■ **Work order**
Among the lines below, some may contain the string "rough". Say how many do, and give nothing besides the number.

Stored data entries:
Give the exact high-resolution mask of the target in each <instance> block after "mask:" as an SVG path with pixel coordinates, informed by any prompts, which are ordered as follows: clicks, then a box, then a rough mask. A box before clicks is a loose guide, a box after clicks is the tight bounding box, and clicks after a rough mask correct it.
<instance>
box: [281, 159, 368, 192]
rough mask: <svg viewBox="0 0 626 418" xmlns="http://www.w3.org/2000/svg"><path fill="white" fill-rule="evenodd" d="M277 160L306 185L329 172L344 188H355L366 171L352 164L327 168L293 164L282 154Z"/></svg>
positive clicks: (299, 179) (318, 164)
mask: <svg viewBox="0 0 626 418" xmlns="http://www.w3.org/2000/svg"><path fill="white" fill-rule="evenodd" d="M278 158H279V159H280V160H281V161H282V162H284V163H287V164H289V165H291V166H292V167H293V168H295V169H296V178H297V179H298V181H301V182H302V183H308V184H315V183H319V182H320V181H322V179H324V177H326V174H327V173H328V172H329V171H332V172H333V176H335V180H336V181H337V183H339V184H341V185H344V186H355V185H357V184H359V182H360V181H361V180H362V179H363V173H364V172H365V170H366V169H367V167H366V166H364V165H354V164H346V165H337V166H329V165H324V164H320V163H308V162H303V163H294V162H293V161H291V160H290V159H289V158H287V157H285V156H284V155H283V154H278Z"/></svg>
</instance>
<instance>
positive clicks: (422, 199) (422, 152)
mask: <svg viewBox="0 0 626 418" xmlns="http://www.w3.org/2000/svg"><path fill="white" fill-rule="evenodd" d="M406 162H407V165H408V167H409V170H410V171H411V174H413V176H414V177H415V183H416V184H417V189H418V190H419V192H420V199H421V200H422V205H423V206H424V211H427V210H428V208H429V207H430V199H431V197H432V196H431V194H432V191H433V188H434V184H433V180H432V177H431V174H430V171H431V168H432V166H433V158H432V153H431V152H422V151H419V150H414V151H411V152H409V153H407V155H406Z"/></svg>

■ **Response box**
2